**Text shown**
————
Events - 23.10.2014 - 00:00
23 October 2014. Switzerland's first Children's University at the HSG proved to be a great success. Thanks to visitor numbers that increased year on year, the University of St.Gallen had a record year in 2013 with more than 2,000 pupils. Children from the entire Canton of St.Gallen, the Canton of Thurgau and the two Appenzell Cantons have already registered for this year's lectures. In addition, registrations have been received from Winterthur and surroundings and the Vorarlberg. Prof. Dr. Caspar Hirschi, who is in charge of the public programme, perceives the reason for this success in the group of professors who teach the children with enthusiasm, on the one hand, and of course also in the curious young people who let themselves be inspired, on the other hand.
Four unrelated lectures
At this year's Children's University, four HSG professors will talk about their research topics in four individual lectures – ludically, and with examples from the children's own everyday lives. "The professors choose a topic which young people are already familiar with in many respects, but not in the way in which it is taught at university," says Hirschi about the selection of topics. The children will learn, among other things, who suffers the physical pain and who suffers the financial pain in a skiing accident, and what Gyro Gearloose and the iPod have in common. Also, the children will learn how a firm is established and kept alive, and how a computer affects brain cells. The unrelated lectures enable pupils to follow a topic even if they can only attend on one afternoon. Hirschi, himself the father of three daughters, is also enthusiastic about the topics: "If I were ten again, of course I'd attend all four lectures!"
————
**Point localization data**
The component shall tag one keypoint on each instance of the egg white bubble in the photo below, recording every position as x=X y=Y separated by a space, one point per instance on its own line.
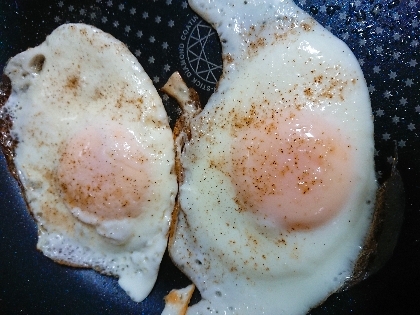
x=89 y=123
x=280 y=67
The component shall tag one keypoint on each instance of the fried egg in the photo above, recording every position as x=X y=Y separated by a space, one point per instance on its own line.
x=277 y=184
x=94 y=154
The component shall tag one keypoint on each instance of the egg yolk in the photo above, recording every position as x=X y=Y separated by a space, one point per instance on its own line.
x=103 y=172
x=295 y=173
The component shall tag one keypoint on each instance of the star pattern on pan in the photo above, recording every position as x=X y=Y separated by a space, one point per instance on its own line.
x=384 y=36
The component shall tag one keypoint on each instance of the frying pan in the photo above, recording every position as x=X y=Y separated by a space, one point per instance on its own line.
————
**Problem description**
From the text about the Children's University at the HSG, copy the passage starting with "Events - 23.10.2014" and going on through "the other hand.". The point localization data is separate material and has no connection to the text about the Children's University.

**Solution**
Events - 23.10.2014 - 00:00
23 October 2014. Switzerland's first Children's University at the HSG proved to be a great success. Thanks to visitor numbers that increased year on year, the University of St.Gallen had a record year in 2013 with more than 2,000 pupils. Children from the entire Canton of St.Gallen, the Canton of Thurgau and the two Appenzell Cantons have already registered for this year's lectures. In addition, registrations have been received from Winterthur and surroundings and the Vorarlberg. Prof. Dr. Caspar Hirschi, who is in charge of the public programme, perceives the reason for this success in the group of professors who teach the children with enthusiasm, on the one hand, and of course also in the curious young people who let themselves be inspired, on the other hand.